(Pointing entries for named objects)
──────────────────────────────
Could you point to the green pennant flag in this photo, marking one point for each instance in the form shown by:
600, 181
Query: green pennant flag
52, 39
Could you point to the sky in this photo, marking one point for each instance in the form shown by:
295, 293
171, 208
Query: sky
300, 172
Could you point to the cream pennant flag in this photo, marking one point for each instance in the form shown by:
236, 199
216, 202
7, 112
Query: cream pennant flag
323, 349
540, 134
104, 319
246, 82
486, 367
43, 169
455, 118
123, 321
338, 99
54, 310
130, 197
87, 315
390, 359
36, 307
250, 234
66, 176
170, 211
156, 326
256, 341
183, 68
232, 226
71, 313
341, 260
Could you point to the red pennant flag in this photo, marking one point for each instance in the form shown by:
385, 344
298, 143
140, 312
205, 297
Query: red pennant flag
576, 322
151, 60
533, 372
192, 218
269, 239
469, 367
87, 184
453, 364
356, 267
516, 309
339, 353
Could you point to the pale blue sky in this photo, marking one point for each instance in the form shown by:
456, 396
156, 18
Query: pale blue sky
──────────────────────────────
EXERCISE: Could you write out all of the records above again, requests included, with every answer coordinate shifted by adding -58 to it? The numbers in the requests and their format samples should stay as they are.

RESPONSE BELOW:
Could you point to the green pennant flag in this photo, marking one point for each instance in the form shown by:
600, 181
Query: green pennant flag
-6, -19
Could you point to the sky in this photo, marking one point for each instance in the form shown by:
295, 293
171, 208
Query: sky
242, 114
Could you point to the cream pennant flag in this photo, marking one point for each instance in the form shown by:
236, 199
216, 202
7, 112
Query: cream pennant flag
265, 291
482, 76
46, 261
188, 24
428, 309
-15, 111
397, 60
65, 263
280, 41
-4, 252
72, 139
29, 257
332, 301
-22, 249
192, 176
8, 118
112, 153
98, 268
198, 283
125, 10
174, 168
13, 255
283, 202
Could you point to the red pennant flag in this photo, marking one point for each instance in the form shown by:
385, 344
298, 143
140, 312
205, 297
Query: red pennant flag
518, 264
93, 2
475, 314
134, 160
211, 181
411, 309
29, 126
395, 306
298, 209
458, 251
281, 295
Could you point to the pale blue sky in this photo, marking one point for each instance in the form shown by:
456, 396
156, 18
Query: pale blue sky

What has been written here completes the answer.